─── Data shown ───

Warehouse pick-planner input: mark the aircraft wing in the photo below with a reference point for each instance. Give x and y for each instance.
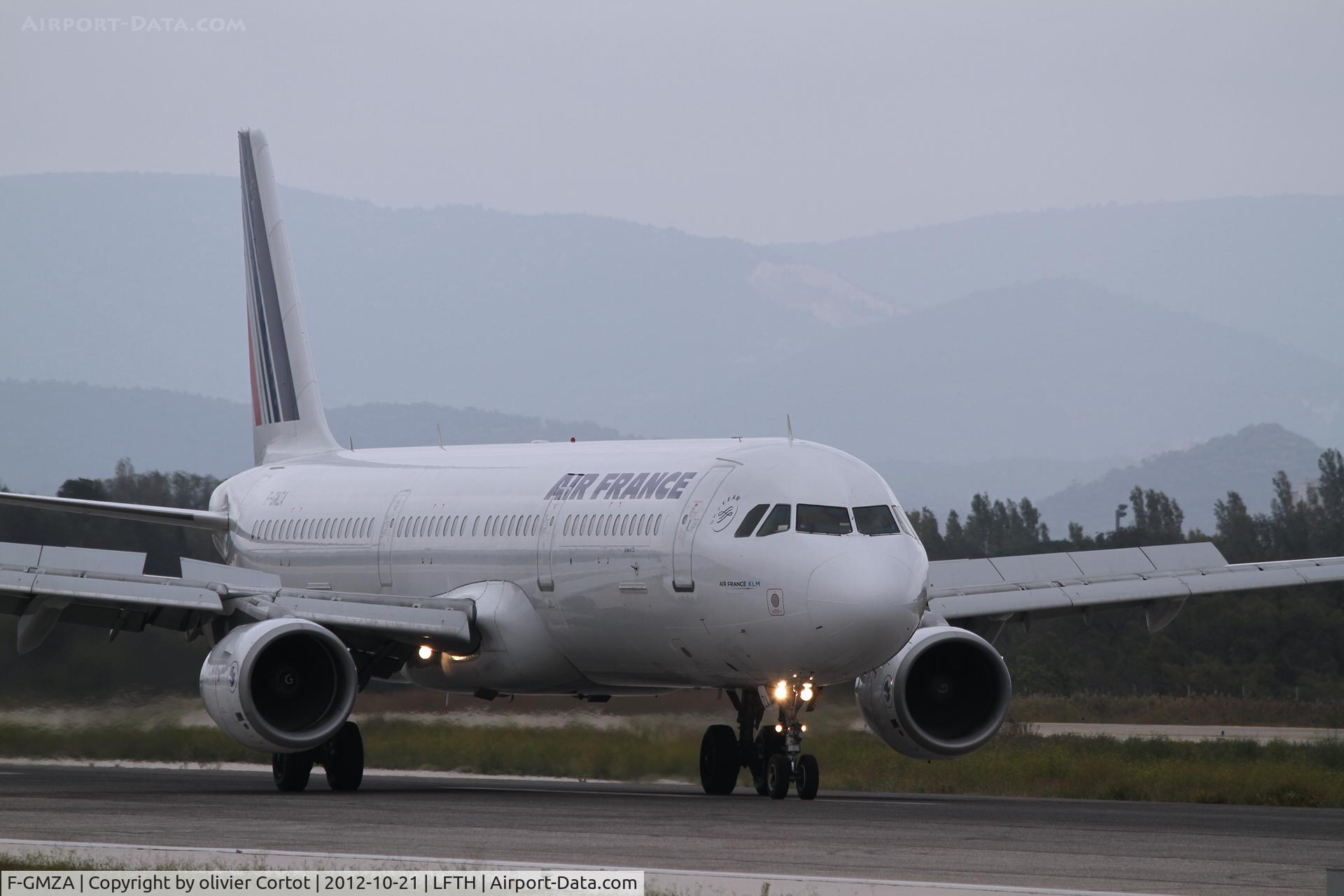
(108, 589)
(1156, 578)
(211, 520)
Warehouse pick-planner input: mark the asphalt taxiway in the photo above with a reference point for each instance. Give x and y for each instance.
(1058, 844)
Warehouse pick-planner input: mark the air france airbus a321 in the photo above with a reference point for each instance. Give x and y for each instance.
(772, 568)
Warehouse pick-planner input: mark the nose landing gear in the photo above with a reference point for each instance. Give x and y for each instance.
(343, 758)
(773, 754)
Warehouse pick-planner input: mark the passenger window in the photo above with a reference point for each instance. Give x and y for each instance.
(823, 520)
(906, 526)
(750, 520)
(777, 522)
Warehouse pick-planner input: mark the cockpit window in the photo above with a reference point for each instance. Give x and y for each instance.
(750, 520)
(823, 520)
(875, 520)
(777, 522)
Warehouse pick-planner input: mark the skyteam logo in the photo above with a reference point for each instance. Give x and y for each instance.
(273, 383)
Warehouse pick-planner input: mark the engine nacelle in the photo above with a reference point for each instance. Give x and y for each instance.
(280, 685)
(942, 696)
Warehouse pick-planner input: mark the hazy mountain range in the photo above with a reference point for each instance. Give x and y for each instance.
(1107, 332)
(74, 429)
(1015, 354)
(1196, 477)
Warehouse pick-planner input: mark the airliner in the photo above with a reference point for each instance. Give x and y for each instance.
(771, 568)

───

Work instructions = Please format every line of the items above as a JSON list of strings, one string per line, leaving out blank lines and the pictures.

Correct result =
[
  "Warehouse pick-planner input: mark the aircraft wing in the photo below with a reference point for each instance. Give x and y for each instance.",
  "(108, 589)",
  "(1156, 578)",
  "(211, 520)",
  "Warehouse pick-planner input: mark the asphalt taxiway in the photo above with a reference point for each instance. Give x and y for each instance.",
  "(1058, 844)",
  "Warehouse pick-planner input: mark the air france airbus a321 in the photo above with a reference point for each instance. Give x and y for each instance.",
  "(772, 568)",
  "Warehouse pick-planner input: mark the nose landing gear in the photo above with a reference point for each instance. Give x and y for each instance.",
  "(343, 758)",
  "(773, 754)",
  "Warehouse pick-planner input: mark the passenger window in the photo above with a reference point for each instance. Give x and y for each instance.",
  "(823, 520)",
  "(906, 526)",
  "(750, 520)",
  "(777, 522)",
  "Warehouse pick-planner input: mark the cockpit window in the photo above with a reference point for each instance. Give x and y for each instance.",
  "(750, 520)",
  "(823, 520)",
  "(875, 520)",
  "(777, 522)",
  "Warehouse pick-planner input: mark the skyteam logo in the photo above with a reference point for each instance. Give x and y for each instance.",
  "(273, 383)",
  "Warehouse pick-planner input: mark the engine nacelle in the photo above with a reference point for each instance. Give x and y for each instance.",
  "(280, 685)",
  "(942, 696)",
  "Warehouse pick-planner input: mark the hazy mountain range in the photo above with a reference point for each instance. Give x and y for each instance.",
  "(1107, 332)",
  "(74, 429)",
  "(1015, 354)",
  "(1196, 477)",
  "Warehouse pick-planner input: mark the airliner in the photo above with a reference point for each instance. Give x and y for each instance.",
  "(771, 568)"
]